-- start Excerpted records --

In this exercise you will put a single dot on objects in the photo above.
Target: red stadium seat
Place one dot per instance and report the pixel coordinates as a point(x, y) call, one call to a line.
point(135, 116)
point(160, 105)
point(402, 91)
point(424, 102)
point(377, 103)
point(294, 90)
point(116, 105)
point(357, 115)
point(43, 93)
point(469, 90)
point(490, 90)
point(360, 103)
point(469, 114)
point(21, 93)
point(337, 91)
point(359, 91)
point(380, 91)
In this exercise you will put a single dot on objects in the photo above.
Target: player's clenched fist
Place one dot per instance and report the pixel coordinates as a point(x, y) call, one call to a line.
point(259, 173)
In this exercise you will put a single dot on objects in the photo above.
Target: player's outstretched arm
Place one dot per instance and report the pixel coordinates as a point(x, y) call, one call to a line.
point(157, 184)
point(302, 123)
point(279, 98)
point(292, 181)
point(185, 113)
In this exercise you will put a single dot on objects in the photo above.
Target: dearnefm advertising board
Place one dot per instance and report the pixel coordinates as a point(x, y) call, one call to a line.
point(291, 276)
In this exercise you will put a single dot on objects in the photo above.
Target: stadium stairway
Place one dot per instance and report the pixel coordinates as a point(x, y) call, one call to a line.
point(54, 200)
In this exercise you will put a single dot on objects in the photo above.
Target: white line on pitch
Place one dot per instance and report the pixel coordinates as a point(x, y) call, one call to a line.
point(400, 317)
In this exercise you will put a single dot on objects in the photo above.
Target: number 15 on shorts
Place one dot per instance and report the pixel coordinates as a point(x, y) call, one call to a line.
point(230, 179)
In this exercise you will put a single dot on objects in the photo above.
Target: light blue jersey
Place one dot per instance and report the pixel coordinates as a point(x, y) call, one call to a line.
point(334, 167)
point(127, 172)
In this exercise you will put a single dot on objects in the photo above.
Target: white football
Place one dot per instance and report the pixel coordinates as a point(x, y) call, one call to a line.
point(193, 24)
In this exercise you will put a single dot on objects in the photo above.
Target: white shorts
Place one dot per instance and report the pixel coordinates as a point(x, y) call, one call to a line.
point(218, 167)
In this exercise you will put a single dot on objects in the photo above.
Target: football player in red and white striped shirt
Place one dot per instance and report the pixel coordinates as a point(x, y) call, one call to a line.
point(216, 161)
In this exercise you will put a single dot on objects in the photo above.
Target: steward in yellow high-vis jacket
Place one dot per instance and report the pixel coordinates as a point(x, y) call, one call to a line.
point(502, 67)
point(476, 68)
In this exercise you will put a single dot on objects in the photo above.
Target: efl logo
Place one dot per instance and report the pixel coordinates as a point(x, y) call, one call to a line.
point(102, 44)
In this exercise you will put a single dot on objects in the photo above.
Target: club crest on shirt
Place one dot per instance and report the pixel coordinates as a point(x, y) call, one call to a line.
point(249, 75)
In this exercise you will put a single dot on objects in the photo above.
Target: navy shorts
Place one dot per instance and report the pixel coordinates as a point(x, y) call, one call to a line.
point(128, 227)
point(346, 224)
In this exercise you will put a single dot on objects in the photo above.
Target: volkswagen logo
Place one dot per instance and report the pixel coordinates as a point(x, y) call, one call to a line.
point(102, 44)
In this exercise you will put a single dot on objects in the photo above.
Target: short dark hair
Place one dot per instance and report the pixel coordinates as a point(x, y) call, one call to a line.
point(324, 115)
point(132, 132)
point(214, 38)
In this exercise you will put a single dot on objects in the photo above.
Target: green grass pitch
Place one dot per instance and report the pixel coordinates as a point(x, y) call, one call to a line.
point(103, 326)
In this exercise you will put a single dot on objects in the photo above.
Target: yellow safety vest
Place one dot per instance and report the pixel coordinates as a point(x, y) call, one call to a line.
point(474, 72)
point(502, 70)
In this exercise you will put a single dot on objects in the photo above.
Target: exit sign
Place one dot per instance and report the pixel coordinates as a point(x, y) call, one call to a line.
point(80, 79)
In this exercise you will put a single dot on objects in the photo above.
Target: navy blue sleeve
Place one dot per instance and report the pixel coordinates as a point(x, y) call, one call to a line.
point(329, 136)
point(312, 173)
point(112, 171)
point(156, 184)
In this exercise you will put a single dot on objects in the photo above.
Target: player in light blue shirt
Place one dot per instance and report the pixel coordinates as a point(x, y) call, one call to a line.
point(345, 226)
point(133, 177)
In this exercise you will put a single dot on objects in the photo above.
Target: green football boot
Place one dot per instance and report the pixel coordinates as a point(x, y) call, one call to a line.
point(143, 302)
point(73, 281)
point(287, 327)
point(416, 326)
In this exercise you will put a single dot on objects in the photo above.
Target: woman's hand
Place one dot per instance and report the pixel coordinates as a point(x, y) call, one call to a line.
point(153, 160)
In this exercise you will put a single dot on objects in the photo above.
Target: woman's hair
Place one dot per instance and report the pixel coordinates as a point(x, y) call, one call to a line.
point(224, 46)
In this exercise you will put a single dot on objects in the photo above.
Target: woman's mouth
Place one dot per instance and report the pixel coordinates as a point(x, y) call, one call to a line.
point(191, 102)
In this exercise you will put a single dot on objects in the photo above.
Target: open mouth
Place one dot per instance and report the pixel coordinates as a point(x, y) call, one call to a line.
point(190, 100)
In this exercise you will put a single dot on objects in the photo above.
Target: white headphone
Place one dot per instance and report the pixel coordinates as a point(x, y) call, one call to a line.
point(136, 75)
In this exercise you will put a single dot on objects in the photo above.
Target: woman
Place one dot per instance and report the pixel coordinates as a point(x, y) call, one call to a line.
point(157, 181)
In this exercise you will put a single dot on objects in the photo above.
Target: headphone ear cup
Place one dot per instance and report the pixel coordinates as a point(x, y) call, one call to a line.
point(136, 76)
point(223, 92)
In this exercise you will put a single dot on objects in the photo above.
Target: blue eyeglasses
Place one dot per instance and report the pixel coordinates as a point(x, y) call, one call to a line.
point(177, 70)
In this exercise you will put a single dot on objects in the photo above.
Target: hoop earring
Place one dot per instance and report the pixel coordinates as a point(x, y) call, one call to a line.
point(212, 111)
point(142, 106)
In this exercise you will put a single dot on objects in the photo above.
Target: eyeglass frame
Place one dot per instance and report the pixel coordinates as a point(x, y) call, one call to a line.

-- end Excerpted records --

**Exercise task**
Return all of the data exactly as it reads.

**Task solution**
In this exercise you will put a single dot on objects in the photo above.
Target: red stadium seat
Place one dot per instance and report the pixel coordinates as a point(x, y) call, one call to a line.
point(135, 116)
point(160, 105)
point(402, 91)
point(424, 102)
point(377, 103)
point(294, 90)
point(116, 105)
point(357, 115)
point(43, 93)
point(469, 90)
point(490, 90)
point(360, 103)
point(469, 114)
point(21, 93)
point(337, 91)
point(359, 91)
point(380, 91)
In this exercise you will put a single dot on objects in the photo above.
Target: player's clenched fist
Place one dot per instance and report the pixel coordinates as a point(x, y) call, one call to a line.
point(259, 173)
In this exercise you will put a single dot on objects in the photo above.
Target: player's outstretched arm
Place one dot per instance and report the pixel coordinates as a point(x, y) call, one call to a line.
point(157, 184)
point(302, 123)
point(279, 98)
point(292, 181)
point(185, 113)
In this exercise you will put a single dot on objects in the photo above.
Target: dearnefm advertising board
Place one dot per instance and report the pixel coordinates as a point(x, y) call, one call to a line.
point(291, 276)
In this exercise you will put a single dot on objects in the photo above.
Target: stadium stairway
Place one dot per instance and report the pixel coordinates as a point(x, y) call, one call to a line.
point(54, 200)
In this exercise you will put a single dot on objects in the photo above.
Target: white line on pitch
Place one dot per instance and report the pixel coordinates as a point(x, y) call, one call to a line.
point(400, 317)
In this exercise you will put a single dot on objects in the photo above.
Target: number 15 on shorts
Place one dot per instance and report the pixel coordinates as a point(x, y) call, one call to a line.
point(230, 179)
In this exercise you will put a single dot on objects in the photo above.
Target: light blue jersey
Place one dot per instance and report the pixel coordinates as a point(x, y) call, one call to a line.
point(334, 167)
point(127, 172)
In this exercise you will put a single dot on objects in the photo above.
Target: white football
Place one dot per instance and report the pixel coordinates as a point(x, y) call, one call to a line.
point(193, 24)
In this exercise you will put a single dot on objects in the photo above.
Target: white shorts
Place one dot per instance and report the pixel coordinates as a point(x, y) call, one call to a line.
point(218, 167)
In this exercise you will put a single dot on objects in the photo above.
Target: football player in red and white striped shirt
Place one dot per instance and report the pixel coordinates as a point(x, y) call, one call to a line.
point(216, 161)
In this exercise you will put a single dot on objects in the photo above.
Target: steward in yellow high-vis jacket
Place one dot per instance and report the pixel coordinates as a point(x, y) call, one call to a line.
point(502, 67)
point(476, 68)
In this exercise you will put a single dot on objects in the photo above.
Target: efl logo
Place one dot per instance and report the pixel coordinates as a point(x, y) call, one call to a line.
point(102, 44)
In this exercise you will put a single dot on objects in the photo above.
Target: club crest on shirt
Place one dot per instance and report the pixel coordinates as a point(x, y) call, one call to a line.
point(249, 75)
In this exercise you will put a single dot on objects in the photo above.
Target: navy shorts
Place one dot per instance and report the pixel coordinates as a point(x, y) call, one call to a line.
point(128, 227)
point(346, 224)
In this exercise you will put a single dot on objects in the photo above.
Target: volkswagen logo
Place one dot per instance and report the pixel coordinates as a point(x, y) call, one call to a line.
point(102, 44)
In this exercise you will put a single dot on objects in the photo above.
Target: short dark hair
Place one dot per instance and report the pixel coordinates as a point(x, y) call, one call to a line.
point(324, 115)
point(132, 132)
point(214, 38)
In this exercise you will put a single dot on objects in the photo above.
Target: green grass pitch
Place one dot per instance and report the pixel coordinates as a point(x, y) call, one call to a line.
point(103, 326)
In this exercise you will put a single dot on objects in the photo above.
Target: yellow safety vest
Place one dot per instance and report the pixel coordinates as a point(x, y) call, one call to a line.
point(474, 72)
point(502, 70)
In this exercise you will put a single dot on objects in the photo above.
Target: exit sign
Place one dot per instance and report the pixel coordinates as a point(x, y) call, one call to a line.
point(80, 79)
In this exercise you will put a single dot on objects in the photo above.
Target: navy blue sleeve
Place one dot per instance and report the pixel coordinates as a point(x, y) call, one call to a line.
point(329, 136)
point(312, 173)
point(112, 171)
point(156, 184)
In this exercise you will put a single dot on objects in the photo above.
Target: player in light blue shirt
Place one dot per instance and report the pixel coordinates as a point(x, y) call, one call to a line.
point(345, 226)
point(133, 177)
In this exercise you will put a single dot on objects in the photo above.
Target: green football boot
Place one dot per instance and report the pixel coordinates as a point(x, y) call, one call to a line.
point(143, 302)
point(73, 281)
point(287, 327)
point(416, 326)
In this exercise you will put a single dot on objects in the photo above.
Target: woman's hand
Place one dot per instance and report the pixel coordinates as a point(x, y) call, one call to a line.
point(153, 160)
In this exercise you will put a single dot on objects in the photo above.
Target: woman's hair
Place one dot per instance and report the pixel coordinates as a point(x, y) call, one call to a line.
point(224, 46)
In this exercise you will put a single dot on objects in the photo above.
Target: woman's mouth
Place one dot per instance and report the pixel coordinates as a point(x, y) call, one call to a line.
point(191, 102)
In this exercise you will put a single dot on objects in the photo above.
Target: open mouth
Place one dot per instance and report the pixel coordinates as a point(x, y) call, one call to a line.
point(190, 100)
In this exercise you will put a single dot on objects in the photo above.
Target: white headphone
Place one dot per instance and report the pixel coordinates as a point(x, y) call, one call to a line.
point(136, 75)
In this exercise you will put a single dot on objects in the photo above.
Target: woman
Place one dot per instance and report the pixel coordinates as a point(x, y) call, one call to a line.
point(157, 181)
In this exercise you will put a single dot on objects in the photo above.
Target: headphone ear cup
Place one dot per instance and report the pixel coordinates as a point(x, y) call, one call to a line.
point(136, 76)
point(223, 92)
In this exercise you will put a single dot on objects in the photo above.
Target: blue eyeglasses
Place one dot per instance and report the pixel coordinates as a point(x, y) call, one call to a line.
point(177, 70)
In this exercise you will put a single dot on objects in the photo above.
Target: hoop earring
Place one dot per instance and report the pixel coordinates as a point(x, y) call, one call to a line.
point(212, 111)
point(142, 106)
In this exercise you will put a single dot on objects in the photo above.
Target: eyeglass frame
Place one dot per instance and report the pixel coordinates as a point(x, y) call, one call to a line.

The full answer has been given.